• **TASK INSTRUCTIONS**
After going through the data below, state how many lines contain "tent", and nothing else.

*** Opening AVAILABLE RECORDS ***

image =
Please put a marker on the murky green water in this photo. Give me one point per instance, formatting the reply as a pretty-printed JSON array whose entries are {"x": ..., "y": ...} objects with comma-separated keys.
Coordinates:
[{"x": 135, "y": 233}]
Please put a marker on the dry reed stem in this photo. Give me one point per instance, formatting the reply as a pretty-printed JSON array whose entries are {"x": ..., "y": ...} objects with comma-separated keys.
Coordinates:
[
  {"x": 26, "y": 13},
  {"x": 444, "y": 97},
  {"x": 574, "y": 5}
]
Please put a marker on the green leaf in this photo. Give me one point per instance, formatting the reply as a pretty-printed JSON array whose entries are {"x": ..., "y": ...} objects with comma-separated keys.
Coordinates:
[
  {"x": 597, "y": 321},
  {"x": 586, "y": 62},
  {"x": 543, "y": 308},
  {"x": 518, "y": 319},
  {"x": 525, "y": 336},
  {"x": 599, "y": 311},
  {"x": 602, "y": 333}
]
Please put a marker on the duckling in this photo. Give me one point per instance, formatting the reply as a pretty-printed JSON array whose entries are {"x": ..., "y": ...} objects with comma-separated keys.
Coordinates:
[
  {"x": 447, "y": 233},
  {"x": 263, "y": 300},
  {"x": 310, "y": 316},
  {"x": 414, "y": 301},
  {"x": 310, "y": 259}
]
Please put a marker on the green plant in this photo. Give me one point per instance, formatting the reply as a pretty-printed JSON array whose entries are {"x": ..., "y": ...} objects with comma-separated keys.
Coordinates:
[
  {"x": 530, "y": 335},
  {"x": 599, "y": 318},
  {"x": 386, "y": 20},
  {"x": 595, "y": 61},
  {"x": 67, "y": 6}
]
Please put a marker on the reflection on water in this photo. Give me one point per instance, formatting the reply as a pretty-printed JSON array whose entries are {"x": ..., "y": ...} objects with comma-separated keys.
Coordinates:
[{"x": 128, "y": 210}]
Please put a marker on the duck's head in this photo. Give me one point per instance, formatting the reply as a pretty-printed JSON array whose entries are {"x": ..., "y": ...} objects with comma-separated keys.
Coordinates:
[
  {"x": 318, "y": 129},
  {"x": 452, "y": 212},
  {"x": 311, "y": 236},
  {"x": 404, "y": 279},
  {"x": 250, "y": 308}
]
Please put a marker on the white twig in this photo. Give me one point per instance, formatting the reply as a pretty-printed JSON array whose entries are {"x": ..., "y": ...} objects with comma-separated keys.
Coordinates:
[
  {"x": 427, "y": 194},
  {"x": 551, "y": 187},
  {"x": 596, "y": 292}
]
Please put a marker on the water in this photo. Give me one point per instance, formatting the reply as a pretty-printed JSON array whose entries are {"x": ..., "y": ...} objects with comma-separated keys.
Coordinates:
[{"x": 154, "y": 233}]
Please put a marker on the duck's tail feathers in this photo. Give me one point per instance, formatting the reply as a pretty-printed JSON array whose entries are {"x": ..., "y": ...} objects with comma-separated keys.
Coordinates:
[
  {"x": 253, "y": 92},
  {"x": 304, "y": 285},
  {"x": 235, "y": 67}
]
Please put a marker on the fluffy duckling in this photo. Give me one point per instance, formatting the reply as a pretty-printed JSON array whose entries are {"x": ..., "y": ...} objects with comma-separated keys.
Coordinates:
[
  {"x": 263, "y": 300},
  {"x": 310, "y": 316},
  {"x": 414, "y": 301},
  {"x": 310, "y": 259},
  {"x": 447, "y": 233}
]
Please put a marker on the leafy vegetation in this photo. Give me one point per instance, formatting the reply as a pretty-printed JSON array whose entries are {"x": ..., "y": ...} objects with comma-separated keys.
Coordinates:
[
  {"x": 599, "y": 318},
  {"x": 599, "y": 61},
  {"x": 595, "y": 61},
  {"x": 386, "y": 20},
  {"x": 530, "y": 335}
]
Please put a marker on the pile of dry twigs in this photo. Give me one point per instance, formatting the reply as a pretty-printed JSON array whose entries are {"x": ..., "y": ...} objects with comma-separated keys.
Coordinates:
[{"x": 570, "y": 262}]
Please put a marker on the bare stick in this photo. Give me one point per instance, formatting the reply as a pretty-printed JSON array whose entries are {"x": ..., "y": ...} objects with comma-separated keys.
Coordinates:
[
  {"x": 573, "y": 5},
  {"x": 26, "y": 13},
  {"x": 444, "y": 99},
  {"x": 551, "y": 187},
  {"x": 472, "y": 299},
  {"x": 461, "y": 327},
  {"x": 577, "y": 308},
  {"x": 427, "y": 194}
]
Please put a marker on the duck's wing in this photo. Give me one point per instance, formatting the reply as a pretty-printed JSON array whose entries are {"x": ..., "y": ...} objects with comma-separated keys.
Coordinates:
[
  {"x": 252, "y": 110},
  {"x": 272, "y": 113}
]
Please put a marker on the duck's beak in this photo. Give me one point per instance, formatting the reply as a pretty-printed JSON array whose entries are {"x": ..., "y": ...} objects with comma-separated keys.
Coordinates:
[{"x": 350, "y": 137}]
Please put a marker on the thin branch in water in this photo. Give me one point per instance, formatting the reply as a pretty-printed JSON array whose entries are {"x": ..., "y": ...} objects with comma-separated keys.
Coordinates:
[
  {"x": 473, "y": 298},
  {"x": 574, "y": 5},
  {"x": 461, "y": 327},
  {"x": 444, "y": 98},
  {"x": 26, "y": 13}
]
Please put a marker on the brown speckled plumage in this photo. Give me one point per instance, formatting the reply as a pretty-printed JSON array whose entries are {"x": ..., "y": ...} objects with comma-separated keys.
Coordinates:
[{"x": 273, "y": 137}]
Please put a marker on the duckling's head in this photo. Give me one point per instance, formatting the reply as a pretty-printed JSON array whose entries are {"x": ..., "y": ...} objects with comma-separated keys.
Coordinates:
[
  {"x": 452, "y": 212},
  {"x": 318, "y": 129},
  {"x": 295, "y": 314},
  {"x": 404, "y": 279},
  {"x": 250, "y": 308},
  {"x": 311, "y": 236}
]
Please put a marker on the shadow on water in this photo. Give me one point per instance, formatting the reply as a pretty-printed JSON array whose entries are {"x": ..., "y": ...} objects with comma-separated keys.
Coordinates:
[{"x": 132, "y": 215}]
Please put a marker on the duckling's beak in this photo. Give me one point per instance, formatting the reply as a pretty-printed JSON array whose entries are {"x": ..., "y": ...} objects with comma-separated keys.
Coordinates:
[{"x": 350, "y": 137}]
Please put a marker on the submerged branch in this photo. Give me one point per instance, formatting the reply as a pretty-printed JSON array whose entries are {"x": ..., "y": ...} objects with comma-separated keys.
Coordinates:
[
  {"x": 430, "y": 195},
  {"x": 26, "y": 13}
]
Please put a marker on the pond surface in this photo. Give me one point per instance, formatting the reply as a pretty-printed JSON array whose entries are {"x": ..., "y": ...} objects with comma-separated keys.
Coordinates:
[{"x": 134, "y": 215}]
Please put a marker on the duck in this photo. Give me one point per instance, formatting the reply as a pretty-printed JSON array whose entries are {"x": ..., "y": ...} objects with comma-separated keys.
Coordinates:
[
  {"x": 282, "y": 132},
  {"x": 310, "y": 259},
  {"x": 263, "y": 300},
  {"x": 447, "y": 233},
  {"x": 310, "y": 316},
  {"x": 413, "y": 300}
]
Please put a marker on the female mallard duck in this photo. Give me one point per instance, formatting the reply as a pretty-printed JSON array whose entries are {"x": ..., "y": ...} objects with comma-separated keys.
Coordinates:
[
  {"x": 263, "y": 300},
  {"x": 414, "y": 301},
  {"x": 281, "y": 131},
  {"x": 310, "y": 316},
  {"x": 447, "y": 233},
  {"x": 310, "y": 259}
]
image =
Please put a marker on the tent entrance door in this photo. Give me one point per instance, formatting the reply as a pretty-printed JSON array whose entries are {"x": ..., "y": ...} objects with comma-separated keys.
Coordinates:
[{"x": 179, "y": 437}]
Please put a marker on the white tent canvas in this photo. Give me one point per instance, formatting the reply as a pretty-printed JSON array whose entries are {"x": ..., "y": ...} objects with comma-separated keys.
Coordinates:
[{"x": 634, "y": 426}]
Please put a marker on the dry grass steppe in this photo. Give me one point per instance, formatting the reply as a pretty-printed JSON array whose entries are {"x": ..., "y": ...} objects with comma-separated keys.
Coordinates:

*** Closing AVAILABLE RECORDS ***

• **COMPLETED EXERCISE**
2